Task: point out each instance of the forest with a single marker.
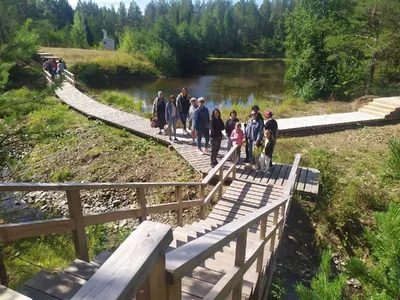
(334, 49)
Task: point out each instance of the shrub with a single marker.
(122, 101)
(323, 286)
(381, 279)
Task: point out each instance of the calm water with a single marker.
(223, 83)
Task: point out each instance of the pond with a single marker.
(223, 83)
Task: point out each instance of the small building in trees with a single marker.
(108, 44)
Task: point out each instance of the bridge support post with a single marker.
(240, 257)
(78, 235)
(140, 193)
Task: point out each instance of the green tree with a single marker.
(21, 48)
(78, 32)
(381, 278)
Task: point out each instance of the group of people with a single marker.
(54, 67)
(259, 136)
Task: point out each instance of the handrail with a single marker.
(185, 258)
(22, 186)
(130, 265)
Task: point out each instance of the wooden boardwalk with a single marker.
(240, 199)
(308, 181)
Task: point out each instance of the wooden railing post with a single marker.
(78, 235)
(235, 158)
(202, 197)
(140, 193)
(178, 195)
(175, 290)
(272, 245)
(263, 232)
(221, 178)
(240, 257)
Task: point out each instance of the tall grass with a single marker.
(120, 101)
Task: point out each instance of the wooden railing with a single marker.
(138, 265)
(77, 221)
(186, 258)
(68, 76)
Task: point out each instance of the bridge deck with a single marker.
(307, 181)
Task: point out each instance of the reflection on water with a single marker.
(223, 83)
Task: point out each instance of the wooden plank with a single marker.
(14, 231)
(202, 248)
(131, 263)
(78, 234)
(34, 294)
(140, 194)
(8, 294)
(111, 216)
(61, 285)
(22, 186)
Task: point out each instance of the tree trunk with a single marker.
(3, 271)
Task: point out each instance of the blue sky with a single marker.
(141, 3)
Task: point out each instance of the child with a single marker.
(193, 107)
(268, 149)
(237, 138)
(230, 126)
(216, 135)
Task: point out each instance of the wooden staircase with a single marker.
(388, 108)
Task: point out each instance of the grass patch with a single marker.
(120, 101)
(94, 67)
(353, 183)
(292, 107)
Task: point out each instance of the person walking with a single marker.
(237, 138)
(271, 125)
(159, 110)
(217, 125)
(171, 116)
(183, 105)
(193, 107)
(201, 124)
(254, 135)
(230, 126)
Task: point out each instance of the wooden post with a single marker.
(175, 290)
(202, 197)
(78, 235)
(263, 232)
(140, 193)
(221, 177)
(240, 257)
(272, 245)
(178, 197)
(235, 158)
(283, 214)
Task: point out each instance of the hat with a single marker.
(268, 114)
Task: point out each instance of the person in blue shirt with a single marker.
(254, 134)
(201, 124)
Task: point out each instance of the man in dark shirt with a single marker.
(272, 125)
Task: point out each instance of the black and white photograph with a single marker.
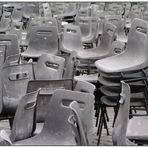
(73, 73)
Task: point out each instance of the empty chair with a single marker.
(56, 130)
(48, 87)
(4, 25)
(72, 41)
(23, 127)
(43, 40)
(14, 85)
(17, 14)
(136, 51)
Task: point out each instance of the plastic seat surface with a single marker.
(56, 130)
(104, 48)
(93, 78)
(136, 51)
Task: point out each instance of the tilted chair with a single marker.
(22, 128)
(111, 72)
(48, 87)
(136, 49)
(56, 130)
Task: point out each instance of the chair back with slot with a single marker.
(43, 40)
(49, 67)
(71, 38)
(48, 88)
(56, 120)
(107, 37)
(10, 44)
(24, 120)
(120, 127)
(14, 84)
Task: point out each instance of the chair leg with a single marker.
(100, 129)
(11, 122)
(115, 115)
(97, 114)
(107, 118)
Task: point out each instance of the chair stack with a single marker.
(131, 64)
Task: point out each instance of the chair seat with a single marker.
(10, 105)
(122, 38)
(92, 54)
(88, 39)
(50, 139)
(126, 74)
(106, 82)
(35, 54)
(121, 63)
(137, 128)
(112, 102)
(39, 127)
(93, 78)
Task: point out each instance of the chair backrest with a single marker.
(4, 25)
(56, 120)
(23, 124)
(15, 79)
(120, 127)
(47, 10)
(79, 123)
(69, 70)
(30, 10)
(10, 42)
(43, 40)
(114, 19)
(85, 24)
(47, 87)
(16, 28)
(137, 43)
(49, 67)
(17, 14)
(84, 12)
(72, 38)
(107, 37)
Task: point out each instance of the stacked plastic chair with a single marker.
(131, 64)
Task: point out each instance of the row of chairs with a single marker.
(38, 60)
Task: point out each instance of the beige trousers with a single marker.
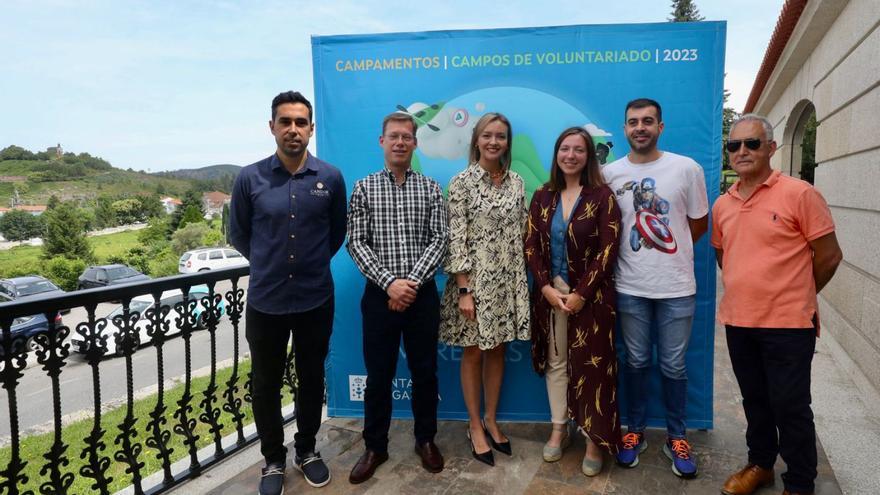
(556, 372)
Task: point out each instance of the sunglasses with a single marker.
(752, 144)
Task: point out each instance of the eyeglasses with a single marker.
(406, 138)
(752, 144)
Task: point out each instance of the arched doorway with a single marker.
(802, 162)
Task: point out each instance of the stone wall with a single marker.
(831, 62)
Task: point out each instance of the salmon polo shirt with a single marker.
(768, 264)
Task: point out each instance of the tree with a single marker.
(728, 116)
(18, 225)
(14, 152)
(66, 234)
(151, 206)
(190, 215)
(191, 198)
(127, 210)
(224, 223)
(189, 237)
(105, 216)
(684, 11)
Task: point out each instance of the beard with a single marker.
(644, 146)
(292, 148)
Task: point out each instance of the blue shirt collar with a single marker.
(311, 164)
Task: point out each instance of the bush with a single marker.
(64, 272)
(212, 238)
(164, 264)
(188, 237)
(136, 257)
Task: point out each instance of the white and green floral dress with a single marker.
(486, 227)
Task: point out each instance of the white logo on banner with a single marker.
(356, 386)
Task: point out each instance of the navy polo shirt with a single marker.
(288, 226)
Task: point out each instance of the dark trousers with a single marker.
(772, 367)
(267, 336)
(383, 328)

* * * * *

Output as a JSON list of strings, one per line, the lines from the one that contains "Task: point out each instance of the tree with" through the end of the records, leaving out blank lines.

[
  "Task: point out each instance of the tree with a single marker.",
  "(728, 116)",
  "(18, 225)",
  "(14, 152)",
  "(66, 234)",
  "(151, 206)",
  "(190, 215)",
  "(191, 198)",
  "(127, 210)",
  "(224, 223)",
  "(189, 237)",
  "(105, 216)",
  "(684, 11)",
  "Task: point out each instance of the beard with a single marker.",
  "(644, 146)",
  "(292, 148)",
  "Task: point out each instance of the blue shirt collar with a single marker.",
  "(311, 164)",
  "Task: point out each instance of the bush with a single marker.",
  "(64, 272)",
  "(212, 238)",
  "(164, 264)",
  "(188, 237)",
  "(136, 257)",
  "Task: point out each instance of the white and green floral dress with a single marker.",
  "(486, 227)",
  "Task: point out each instance of the white logo on banner with a single marker.",
  "(356, 386)",
  "Task: point out each instance of the navy polo shirt with a single marker.",
  "(288, 226)",
  "Task: point out each instance of the dark trousers with a single marker.",
  "(772, 367)",
  "(267, 336)",
  "(383, 328)"
]